[Given text — start]
We also have a collaboration with Matin-Jean in France, and Matlan, Matlan is an European project linked with Aerosmith, it means learning maths and languages at the same time.
Of course, we also publish best projects, and the young people are most often very happy to be published, to see that people are interested in their work to such an extent. And for example, this is the shape of an article about inflated sets, it's geometry,
and you may see here the group, a group of students who wrote the paper with their researcher and their teacher. Well, I was most finished, this is the conclusion, but for the conclusion, I think you have recognized
this curve, it is the curve from Francois Apery, it is the anaglyph of Venus, and maybe it's better here. Well, this curve was treated to retain the attention of readers.
This work was made by Joe Slace, I think you know him because he has worked with ATNGs for the film Dimension, and this is also on the website of imaginary, you can download the film there. And you know, he take the curve of Francois Apery,
and he put it in a spatial environment, and this was for cover. For the conclusion, I would say that this was on number 100, and of course I hope it will continue,
and if anybody here has some proposition for collaboration, I would be very grateful, and thank you. Any questions for the speaker?
I had some questions about the, sort of your economic model, and, not working, I had some questions about the economic model for this journal, and how you handle editing, acquisition,
and reviewing of papers. Yes, this journal, I told you it was created in 1989, and it went through some crisis, because at a certain moment it was a property of a press group, which is ADP Sciences, and they thought that it was not very interesting for them
it was a lot of problems for a few money, so they sell the journal to another independent group, and they only kept their medical journals.
But now there is a little structure, which is, whose name is Sedim, ruled by an ancient teacher, who is very passionate about press. This man, for instance, he liked rocks, I don't know the English word for geology.
Geology, geology. And he is also in the same group than Quadrature, a little magazine about this, and we worked together, it's a very, very small structure. And the journal is made in Morocco, by e-press,
and it is printed in France, in Nancy, and then distributed. And is it self-sustaining? Yes, it's self-sustaining, but not enough, for example, to pay myself. I work as a teacher during the day, and during the night, I do.
And maybe I missed it at the beginning, how many subscribers do you have? We are running about 1,200 subscribers, but there is institutional subscribers, because you can find in France Quadrature, in almost all libraries, all universities, in fact,
so it is difficult to precisely evaluate a number of readers. Other questions? If there's no further questions, let's thank Jean-Paul again.
[Given text — finish]
[Recorded data — start]
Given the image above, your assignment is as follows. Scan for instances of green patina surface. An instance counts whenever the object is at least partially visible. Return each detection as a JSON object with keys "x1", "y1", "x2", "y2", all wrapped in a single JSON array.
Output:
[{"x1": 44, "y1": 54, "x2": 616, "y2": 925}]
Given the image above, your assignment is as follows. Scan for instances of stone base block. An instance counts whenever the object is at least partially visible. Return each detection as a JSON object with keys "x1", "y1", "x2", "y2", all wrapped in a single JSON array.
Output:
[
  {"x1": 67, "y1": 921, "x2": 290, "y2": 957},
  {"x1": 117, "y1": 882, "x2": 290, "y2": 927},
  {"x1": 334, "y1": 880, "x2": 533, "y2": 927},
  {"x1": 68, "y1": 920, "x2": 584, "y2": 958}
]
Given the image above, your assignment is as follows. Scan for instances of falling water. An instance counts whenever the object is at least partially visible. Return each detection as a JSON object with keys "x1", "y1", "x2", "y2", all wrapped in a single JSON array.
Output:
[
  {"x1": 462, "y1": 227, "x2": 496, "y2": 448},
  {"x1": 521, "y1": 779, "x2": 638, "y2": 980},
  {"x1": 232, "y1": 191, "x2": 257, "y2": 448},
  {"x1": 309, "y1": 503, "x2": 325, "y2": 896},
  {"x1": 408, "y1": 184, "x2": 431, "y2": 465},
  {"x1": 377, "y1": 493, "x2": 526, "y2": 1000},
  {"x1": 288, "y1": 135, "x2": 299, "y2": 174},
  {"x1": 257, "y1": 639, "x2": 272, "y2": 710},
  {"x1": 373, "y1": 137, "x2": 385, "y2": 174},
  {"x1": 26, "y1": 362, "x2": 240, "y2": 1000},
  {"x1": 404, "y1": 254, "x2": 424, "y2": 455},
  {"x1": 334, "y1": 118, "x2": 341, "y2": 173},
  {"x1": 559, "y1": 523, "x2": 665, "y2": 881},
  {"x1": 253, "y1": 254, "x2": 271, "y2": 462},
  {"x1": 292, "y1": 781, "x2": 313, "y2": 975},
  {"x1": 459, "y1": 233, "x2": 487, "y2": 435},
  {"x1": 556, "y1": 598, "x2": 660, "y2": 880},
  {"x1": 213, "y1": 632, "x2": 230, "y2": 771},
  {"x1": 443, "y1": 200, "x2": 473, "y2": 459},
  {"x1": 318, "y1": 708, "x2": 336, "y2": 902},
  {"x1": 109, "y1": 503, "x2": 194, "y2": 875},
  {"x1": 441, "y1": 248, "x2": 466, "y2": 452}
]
[Recorded data — finish]
* [Task details] Change "Nancy" to "Lyon" in the transcript of the talk, and give the passage between "Geology, geology. And" and "thank Jean-Paul again.", inclusive.

* [Answer section]
Geology, geology. And he is also in the same group than Quadrature, a little magazine about this, and we worked together, it's a very, very small structure. And the journal is made in Morocco, by e-press,
and it is printed in France, in Lyon, and then distributed. And is it self-sustaining? Yes, it's self-sustaining, but not enough, for example, to pay myself. I work as a teacher during the day, and during the night, I do.
And maybe I missed it at the beginning, how many subscribers do you have? We are running about 1,200 subscribers, but there is institutional subscribers, because you can find in France Quadrature, in almost all libraries, all universities, in fact,
so it is difficult to precisely evaluate a number of readers. Other questions? If there's no further questions, let's thank Jean-Paul again.